## Aim
Locate each line in the records below that contains the word "steel", and copy those lines.

## Source material
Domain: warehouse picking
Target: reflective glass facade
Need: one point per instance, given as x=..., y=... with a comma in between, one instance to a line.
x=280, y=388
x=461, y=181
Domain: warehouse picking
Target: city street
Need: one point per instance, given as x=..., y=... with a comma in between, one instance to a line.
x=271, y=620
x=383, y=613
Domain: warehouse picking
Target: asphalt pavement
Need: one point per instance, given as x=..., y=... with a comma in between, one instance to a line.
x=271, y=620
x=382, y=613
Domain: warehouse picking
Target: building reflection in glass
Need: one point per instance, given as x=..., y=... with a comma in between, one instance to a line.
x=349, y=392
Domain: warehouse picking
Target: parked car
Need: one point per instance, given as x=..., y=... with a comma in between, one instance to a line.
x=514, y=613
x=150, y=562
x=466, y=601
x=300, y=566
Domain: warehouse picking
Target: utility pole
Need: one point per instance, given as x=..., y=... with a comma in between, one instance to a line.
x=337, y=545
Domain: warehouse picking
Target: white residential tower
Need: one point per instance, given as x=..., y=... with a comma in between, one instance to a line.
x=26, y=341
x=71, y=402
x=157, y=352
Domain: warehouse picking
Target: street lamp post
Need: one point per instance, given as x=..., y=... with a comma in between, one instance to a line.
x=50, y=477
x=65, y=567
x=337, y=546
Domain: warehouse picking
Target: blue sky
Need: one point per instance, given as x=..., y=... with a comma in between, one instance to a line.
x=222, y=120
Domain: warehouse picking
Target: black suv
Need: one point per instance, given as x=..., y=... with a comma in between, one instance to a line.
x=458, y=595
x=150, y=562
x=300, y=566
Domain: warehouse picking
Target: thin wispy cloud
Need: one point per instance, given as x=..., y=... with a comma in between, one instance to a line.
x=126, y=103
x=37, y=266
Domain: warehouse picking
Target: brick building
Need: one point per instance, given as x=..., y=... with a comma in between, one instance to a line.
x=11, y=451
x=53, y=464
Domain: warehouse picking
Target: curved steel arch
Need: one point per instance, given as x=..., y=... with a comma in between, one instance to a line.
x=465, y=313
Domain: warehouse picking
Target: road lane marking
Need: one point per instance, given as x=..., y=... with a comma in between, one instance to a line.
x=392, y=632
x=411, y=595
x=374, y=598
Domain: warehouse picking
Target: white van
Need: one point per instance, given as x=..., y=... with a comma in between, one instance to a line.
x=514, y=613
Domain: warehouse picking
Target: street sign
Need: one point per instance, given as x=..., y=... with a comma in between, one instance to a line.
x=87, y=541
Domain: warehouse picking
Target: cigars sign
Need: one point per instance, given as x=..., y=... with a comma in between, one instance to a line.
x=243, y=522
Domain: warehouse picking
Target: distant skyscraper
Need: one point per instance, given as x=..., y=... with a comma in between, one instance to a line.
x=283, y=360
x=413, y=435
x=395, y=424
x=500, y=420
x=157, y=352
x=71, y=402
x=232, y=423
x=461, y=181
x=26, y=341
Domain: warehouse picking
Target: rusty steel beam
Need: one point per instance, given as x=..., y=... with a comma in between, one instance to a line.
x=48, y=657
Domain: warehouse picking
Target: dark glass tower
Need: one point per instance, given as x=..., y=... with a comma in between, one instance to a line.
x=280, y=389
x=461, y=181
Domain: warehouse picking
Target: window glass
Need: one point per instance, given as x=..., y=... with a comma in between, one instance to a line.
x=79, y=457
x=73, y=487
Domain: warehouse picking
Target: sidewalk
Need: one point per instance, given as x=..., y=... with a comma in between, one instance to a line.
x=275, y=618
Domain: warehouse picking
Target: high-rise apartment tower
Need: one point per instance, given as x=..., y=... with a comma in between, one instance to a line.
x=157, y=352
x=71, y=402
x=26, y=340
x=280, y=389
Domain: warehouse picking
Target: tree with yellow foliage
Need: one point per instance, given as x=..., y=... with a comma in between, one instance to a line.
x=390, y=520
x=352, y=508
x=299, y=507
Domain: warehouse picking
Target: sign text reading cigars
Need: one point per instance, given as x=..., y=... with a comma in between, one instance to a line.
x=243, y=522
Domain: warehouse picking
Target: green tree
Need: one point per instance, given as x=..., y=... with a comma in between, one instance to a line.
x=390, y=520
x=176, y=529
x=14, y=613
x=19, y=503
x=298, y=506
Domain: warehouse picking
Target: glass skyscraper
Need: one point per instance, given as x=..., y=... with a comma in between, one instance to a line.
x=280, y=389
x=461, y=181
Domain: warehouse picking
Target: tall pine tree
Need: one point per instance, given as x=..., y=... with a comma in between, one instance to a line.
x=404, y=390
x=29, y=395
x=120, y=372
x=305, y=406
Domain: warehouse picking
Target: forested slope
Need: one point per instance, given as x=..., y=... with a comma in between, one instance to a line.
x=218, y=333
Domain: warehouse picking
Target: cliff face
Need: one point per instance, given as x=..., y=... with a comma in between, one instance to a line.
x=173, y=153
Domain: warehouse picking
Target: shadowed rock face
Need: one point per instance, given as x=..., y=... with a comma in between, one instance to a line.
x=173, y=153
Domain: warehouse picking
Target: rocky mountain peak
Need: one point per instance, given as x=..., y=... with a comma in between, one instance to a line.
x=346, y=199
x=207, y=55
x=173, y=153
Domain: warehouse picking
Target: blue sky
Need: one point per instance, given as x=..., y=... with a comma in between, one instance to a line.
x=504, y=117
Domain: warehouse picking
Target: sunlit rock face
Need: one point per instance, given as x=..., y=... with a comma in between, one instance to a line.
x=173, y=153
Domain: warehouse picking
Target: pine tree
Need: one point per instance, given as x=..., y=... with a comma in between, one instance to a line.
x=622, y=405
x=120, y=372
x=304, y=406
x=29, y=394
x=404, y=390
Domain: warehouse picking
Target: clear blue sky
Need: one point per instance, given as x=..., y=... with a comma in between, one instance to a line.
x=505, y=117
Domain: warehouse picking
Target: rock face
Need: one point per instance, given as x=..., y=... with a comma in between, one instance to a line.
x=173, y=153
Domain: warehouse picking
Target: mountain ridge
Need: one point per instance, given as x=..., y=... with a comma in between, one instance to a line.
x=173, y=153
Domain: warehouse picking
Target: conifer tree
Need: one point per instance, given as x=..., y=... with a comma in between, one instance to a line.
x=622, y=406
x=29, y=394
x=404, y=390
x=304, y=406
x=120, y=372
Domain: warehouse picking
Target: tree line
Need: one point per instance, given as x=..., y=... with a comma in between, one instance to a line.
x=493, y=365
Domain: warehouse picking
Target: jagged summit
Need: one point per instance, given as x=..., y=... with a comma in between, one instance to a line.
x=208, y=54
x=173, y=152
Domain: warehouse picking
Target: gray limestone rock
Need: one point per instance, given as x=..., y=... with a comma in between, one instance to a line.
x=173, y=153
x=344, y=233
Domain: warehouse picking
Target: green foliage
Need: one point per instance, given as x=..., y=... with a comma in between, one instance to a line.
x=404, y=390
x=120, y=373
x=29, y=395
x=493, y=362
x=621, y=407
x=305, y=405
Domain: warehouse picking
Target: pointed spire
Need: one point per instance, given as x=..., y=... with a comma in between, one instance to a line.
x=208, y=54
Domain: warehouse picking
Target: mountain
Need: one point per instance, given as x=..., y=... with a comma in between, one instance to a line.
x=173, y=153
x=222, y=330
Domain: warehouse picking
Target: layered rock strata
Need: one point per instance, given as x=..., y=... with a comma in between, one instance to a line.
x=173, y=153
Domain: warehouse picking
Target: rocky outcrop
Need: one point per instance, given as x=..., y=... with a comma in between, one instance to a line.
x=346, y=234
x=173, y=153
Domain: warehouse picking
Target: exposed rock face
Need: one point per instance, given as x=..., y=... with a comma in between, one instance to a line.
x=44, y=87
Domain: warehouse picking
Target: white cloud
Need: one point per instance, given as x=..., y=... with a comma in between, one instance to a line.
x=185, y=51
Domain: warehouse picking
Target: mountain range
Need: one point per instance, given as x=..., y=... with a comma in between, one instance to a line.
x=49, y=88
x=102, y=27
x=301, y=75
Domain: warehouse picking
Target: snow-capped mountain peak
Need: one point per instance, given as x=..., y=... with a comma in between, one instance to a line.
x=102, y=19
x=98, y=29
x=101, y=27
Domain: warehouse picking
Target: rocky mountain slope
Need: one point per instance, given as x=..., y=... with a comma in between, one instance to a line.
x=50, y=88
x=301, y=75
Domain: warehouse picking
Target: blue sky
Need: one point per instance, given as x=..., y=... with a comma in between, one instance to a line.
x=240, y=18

## Right answer
Target: curved steel arch
Target: rusty steel beam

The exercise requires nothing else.